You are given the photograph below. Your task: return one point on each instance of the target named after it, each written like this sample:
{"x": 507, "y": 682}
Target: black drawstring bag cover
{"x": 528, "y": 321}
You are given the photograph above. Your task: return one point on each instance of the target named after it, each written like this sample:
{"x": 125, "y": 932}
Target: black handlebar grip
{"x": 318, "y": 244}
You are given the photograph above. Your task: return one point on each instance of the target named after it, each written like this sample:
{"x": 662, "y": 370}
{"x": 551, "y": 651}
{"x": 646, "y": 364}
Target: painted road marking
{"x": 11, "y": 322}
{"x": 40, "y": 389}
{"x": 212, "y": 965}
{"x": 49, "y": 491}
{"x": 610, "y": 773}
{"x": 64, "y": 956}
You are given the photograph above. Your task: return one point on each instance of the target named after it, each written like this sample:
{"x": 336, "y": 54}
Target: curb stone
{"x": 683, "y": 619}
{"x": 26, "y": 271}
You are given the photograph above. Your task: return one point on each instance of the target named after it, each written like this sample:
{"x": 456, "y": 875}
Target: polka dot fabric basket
━━━━
What is being asked: Please output all of the material above again, word for word and line for line, changing nothing.

Output:
You are given the photograph below. Your task: return one point on each instance of the target named after it, each written like this sample:
{"x": 507, "y": 682}
Target: black drawstring bag cover
{"x": 528, "y": 321}
You are given the photograph above. Your task: return one point on each instance of the target named after it, each written like this sample:
{"x": 125, "y": 932}
Target: black handlebar grip
{"x": 318, "y": 244}
You are given the photograph above. Your task: return one point on each instance of the target named after it, each written like this sample:
{"x": 662, "y": 370}
{"x": 551, "y": 651}
{"x": 646, "y": 364}
Target: painted road marking
{"x": 11, "y": 322}
{"x": 40, "y": 389}
{"x": 212, "y": 965}
{"x": 49, "y": 491}
{"x": 610, "y": 773}
{"x": 64, "y": 956}
You are given the photograph above. Your task: return one point on each instance of the target named after it, each written like this sample:
{"x": 336, "y": 54}
Target: curb stone
{"x": 683, "y": 619}
{"x": 26, "y": 271}
You are given the photograph above. Your task: return one point on each instance of the target named after it, each written like this sample:
{"x": 456, "y": 875}
Target: polka dot fabric basket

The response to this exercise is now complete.